▸ **What to produce**:
In the records below, reproduce without change every line from the one containing "the man's right" through the one containing "pixel 611 482", both ends included, and output nothing else.

▸ **Record list**:
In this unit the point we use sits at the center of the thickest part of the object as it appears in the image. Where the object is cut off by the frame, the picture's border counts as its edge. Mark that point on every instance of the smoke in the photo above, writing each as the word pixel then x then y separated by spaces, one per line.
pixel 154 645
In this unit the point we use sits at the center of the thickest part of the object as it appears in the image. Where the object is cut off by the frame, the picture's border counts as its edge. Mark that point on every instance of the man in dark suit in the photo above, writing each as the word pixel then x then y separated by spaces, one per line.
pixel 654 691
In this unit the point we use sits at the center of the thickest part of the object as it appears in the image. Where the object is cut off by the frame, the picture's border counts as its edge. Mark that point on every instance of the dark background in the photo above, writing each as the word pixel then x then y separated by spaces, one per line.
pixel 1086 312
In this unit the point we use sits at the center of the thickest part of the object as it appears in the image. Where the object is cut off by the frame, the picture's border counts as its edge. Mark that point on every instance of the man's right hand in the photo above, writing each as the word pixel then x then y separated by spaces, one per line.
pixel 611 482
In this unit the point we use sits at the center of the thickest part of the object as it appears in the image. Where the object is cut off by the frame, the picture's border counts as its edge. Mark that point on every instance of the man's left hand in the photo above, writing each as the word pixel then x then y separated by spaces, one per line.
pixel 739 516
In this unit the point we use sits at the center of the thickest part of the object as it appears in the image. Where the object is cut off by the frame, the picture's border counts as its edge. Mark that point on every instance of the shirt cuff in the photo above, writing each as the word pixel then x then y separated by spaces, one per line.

▸ **Task output**:
In this unit the point we use sits at the center of the thickest part of the object as it appears in the image. Where the object is cut off by the frame, the picture's border counts as its edge. Mark that point on every instance of the man's right hand in the photo above, writing each as the word pixel then x then y separated by spaces, one per line.
pixel 611 482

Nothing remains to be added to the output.